### [Erklärtes Ziel 1]
Bitte gib die Datensätze ab der Zeile mit „Object detection labeling — target class: green“ bis zum Ende der Datensätze einschließlich noch einmal wieder und tausche dabei „instances“ gegen „occurrences“ aus. Alles Übrige bleibt unverändert.
### [Erklärtes Ziel 2]
Schreib den Text über Neuevangelisierung und christliche Initiativen im digitalen Raum im Anschluss an seinen letzten Satz weiter.

### [Textauszug]
::::::::

Gerade in der heutigen Zeit erlebt man aber ein großes Reden über das Geheimnis, was oft mit dem Hinweis auf den Dienst der Neuevangelisierung untermauert wird. Der Vatikan hat erst kürzlich eine eigene (wie ich finde, etwas unübersichtliche) Nachrichten-Website eröffnet, private Initiativen treten mit Blogs („First things“) oder massivem Social Media Einsatz auf die digitale Bühne. Ich kann das verstehen, aber begeistert bin ich darüber nicht.


Ist es nicht so, dass die Menschen sowieso schon „zugemüllt“ sind mit unzähligen Informationen und Angeboten? Müssen jetzt auch noch religiöse Menschen in diesem „Kommunikations“-Wahnsinn mitschwimmen? Ich weiß: es gibt viele Argumente dafür, und vollkommen von der digitalen Bildfläche zu verschwinden, um dem Quietismus zu frönen, ist sicherlich (gerade unter missionarischen Gesichtspunkten) keine Alternative – ich frage mich jedoch, ob man mit all diesen Aktivitäten wirklich Menschen, die auf der Suche sind, erreicht und anspricht, oder ob viele Initiativen sich nur darum drehen, dass man innerhalb der eigenen kleinen Milieu-Blase Aktivismus demonstriert.

Ich gestehe, ich habe darauf keine Antwort. Ich spüre bei mir nur eine zunehmende Müdigkeit aufsteigen, wenn ich von neuen christlichen Initiativen oder Produkten höre. Etwas scheint zu fehlen. Aber was?

Ich glaube, bei vielen Initiativen, die auf das Wort setzen, fehlt die Vision. Und zwar eine Vision, die auf Wahrheit und Vollmacht gründet. Wenn wir uns die Apostelgeschichte ansehen, so erkennen wir, dass die ersten Nachfolger Christi ihre Missionserfolge genau diesen Werten verdanken. Egal ob es bequem oder unbequem war, sie erzählten von Jesus Christus, dem sie persönlich begegnet waren. Sie gaben Zeugnis ab, und dabei formierten sich die ersten Gemeinden. Dieses verbale Zeugnis – sei es in Briefen oder mündlich – wurde grundiert durch Zeichen und Wunder, übernatürliche Gnadenerweise. Sie hielten keine Predigt über die Politik der Römer und soziale Gerechtigkeit – ihr wichtigstes, ganz konkretes menschliches Anliegen, war die Rettung der Seelen ihrer Zuhörer. Auch zu abstrakte theologische Reflexionen waren dabei nicht dienlich. Stattdessen wurden die Feinde und Gefahren des Glaubens klar benannt. Begleitet von ehrwürdigen Riten und Symbolhandlungen, die in der jüdischen Tradition Jesu standen und zur Corporate Identity der Kirche wurden. Ohne falsche Anthropozentrik.

::::::::

### [Vorliegende Datensätze]
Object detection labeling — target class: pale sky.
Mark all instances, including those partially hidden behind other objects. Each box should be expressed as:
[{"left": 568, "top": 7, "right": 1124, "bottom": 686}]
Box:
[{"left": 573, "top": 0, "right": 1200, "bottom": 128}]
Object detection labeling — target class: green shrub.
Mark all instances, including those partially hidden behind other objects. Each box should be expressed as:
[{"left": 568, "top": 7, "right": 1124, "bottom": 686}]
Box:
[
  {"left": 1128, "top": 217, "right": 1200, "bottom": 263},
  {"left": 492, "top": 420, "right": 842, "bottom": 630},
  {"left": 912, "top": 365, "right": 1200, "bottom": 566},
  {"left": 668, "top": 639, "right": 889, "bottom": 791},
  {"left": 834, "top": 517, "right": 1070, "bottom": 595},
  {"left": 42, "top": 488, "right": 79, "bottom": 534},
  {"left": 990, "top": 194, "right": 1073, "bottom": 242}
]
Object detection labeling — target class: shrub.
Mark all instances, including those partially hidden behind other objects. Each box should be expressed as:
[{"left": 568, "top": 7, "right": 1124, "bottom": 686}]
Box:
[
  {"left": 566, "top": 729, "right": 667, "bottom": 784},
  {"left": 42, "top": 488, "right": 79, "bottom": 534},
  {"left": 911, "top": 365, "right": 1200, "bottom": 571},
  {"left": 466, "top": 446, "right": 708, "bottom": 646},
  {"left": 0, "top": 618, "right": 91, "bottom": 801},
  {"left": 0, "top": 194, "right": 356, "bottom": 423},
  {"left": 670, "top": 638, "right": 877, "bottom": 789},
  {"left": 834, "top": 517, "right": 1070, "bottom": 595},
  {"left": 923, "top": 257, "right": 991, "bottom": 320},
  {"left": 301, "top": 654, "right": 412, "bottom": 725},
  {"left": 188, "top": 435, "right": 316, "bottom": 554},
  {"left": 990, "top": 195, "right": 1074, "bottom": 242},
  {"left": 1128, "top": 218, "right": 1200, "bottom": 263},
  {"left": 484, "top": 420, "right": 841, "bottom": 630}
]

::::::::

### [Endgültige Antwort 1]
Object detection labeling — target class: green shrub.
Mark all occurrences, including those partially hidden behind other objects. Each box should be expressed as:
[{"left": 568, "top": 7, "right": 1124, "bottom": 686}]
Box:
[
  {"left": 1128, "top": 217, "right": 1200, "bottom": 263},
  {"left": 492, "top": 420, "right": 842, "bottom": 630},
  {"left": 912, "top": 365, "right": 1200, "bottom": 566},
  {"left": 668, "top": 639, "right": 889, "bottom": 791},
  {"left": 834, "top": 517, "right": 1070, "bottom": 595},
  {"left": 42, "top": 488, "right": 79, "bottom": 534},
  {"left": 990, "top": 194, "right": 1073, "bottom": 242}
]
Object detection labeling — target class: shrub.
Mark all occurrences, including those partially hidden behind other objects. Each box should be expressed as:
[{"left": 568, "top": 7, "right": 1124, "bottom": 686}]
Box:
[
  {"left": 566, "top": 729, "right": 667, "bottom": 784},
  {"left": 42, "top": 488, "right": 79, "bottom": 534},
  {"left": 911, "top": 365, "right": 1200, "bottom": 571},
  {"left": 466, "top": 446, "right": 708, "bottom": 646},
  {"left": 0, "top": 618, "right": 91, "bottom": 801},
  {"left": 0, "top": 194, "right": 356, "bottom": 423},
  {"left": 670, "top": 638, "right": 877, "bottom": 789},
  {"left": 834, "top": 517, "right": 1070, "bottom": 595},
  {"left": 923, "top": 257, "right": 991, "bottom": 320},
  {"left": 301, "top": 654, "right": 412, "bottom": 725},
  {"left": 188, "top": 435, "right": 316, "bottom": 554},
  {"left": 990, "top": 195, "right": 1074, "bottom": 242},
  {"left": 1128, "top": 218, "right": 1200, "bottom": 263},
  {"left": 484, "top": 420, "right": 841, "bottom": 630}
]

### [Endgültige Antwort 2]
Dürfen Geistliche in der Katholischen Kirche heute eigentlich noch so predigen wie die ersten Apostel? Dürfen sie in und mit der Kraft des Heiligen Geistes evangelisieren? Steht Christus als der Gekreuzigte und Auferstandene, so wie damals, heute im Zentrum der Verkündigung?

Zweifel sind wohl erlaubt. Was besonders bedrückend ist, wenn man die Ergebnisse aktueller Umfragen bedenkt. Die Menschen wünschen sich offensichtlich wieder ein christlicheres Europa – auch in Abgrenzung zu terroristischen und ideologischen Attacken, welche die Bürger des Kontinents bedrohen. Wo sind die Kirchenverantwortlichen, die darauf mit Mut und Klugheit, Wahrheit und Vollmacht reagieren? Gibt es keine tatsächlich keinen Kardinal Stefan Wyszynski (1901-1981) mehr, keinen Erzbischof Johannes Dyba? Keinen Bernhard von Clairvaux? Schwer vorstellbar, dass mit dem letzten Konzil die großen katholischen Persönlichkeiten ausgestorben sein sollen.

Wie gesagt: Worte sind etwas Fragiles, und das Reden über Gott kann sehr schnell prätentiös werden - seien die Worte, die man mit ihm verbindet, auch noch so poetisch und schön gewählt. Doch darum geht es nicht. Das, was die Menschen aus meiner Sicht brauchen, wonach sie dürsten, sind prophetische Zurufe. Vollmächtige Wörter, die durch Leib und Seele gehen und das Leben transformieren. Von Menschen gemachte Worte gibt es genug.

Ich wünsche uns allen zum Neuen Jahr, dass wir die Kraft des Wortes, das am Anfang stand und stehen sollte, neu entdecken - im Einklang mit der Tradition der Kirche, den ersten Aposteln.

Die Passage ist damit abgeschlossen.